DOCUMENT SECTION
··········

Tuesday, September 23, 2008

White Chicks Sitting Around Talkin' 'Bout Backyard Bizness

Yesterday, I talked about dispelling myths about the livin' large day-to-day of the Baroness. Today is a little diversion from that particular party line, but c'mon.

Ya love me. Ya know ya do.

How dull would I be, were I not a study in contrasts?

It's kept the Baron on his toes for 25 years - dude still can't get a handle on me.

So, the other day, me and my home-grrrls were sippin' lattes and carping about how we can't find a single, solitary spa in this god-forsaken Sleepy-Hollow-esque community to give us a decent pedicure. Wah, wah, wah.

It's always something. If it's not the price, it's the problematic service. If it's not a technician making your cuticle hemorrhage into the sink without word one of an apology, it's one of my lady friends convinced the local in-and-out nail bar(no booking required) is a front for a prostitution ring.

In the middle of all of our grousing, as we simultaneously stopped moaning long enough to sip our bevvies, one of the more lucid of the women said, "Listen to us! How precious are we? Here we are, stay-at-home moms, complaining about our spa experiences".

OK, we so deserved that reality bitch-smack upside the head.

But here is my point, and it has nothing to do with the good life, or beauteous tootsies.

It has to do with good business.

I'm all for supporting my neighborhood economy - if I were ever to avail my fabulosity to the community at large, I would expect my fellow 'burbanites to respond in kind. I really want the little guy to succeed.

But I gotta tell you, local business establishments of mine - if you want me to shop in my own backyard, you better damn well step up your game - something fierce.

··········

AIM OF THE EXERCISE
Carry on the blog post about local businesses and pedicures from its final sentence, in the same voice. The data below is from a separate source and has no connection to the blog post.

PROVIDED MATERIAL
··········

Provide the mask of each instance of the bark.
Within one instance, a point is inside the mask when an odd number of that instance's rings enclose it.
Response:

··········

EXERCISE RESULT
Thanks to you, I am willing to pay extra to travel to another suburb, where not only does a living, breathing receptionist answer the phone, she can actually manage to write down my name correctly, and have the humility to ask me to spell it if they're not sure.

I am willing to invest the extra time out of my day to go somewhere where the service is world-class, and I know without a doubt that things will always go without a hitch. The services rendered jive with the amount due, and there will be no hiccups, no technician error, no double-booking, no snarky staff.

You see, dearest idiots, the secret of a good spa is to make the customer feel pampered. I can slap a coat of polish on myself any old time. I want to feel special. And I'm willing to pay for it. What I'm not willing to do right now is pay for you.

What I don't want is, after I mention I was a little surprised by an extra charge I wasn't initially informed of, to be asked "What do you want me to do about it?".

By.

The.

Owner.

This is just not good backyard business sense.

Don't use your answering machine as a receptionist. This has got to be the most ridiculous scam going. Let's see - I like what I've read about the services you offer, I want to come to your shop, I want to make an appointment.

What I don't want to do is leave my number so someone can call me back. What I don't want to do is hope that my message doesn't get erased. What I don't want is to leave you an e-mail, when no one there really has the time, knowledge or inclination to read them (Computer? Whoa, man - way too space age for me!)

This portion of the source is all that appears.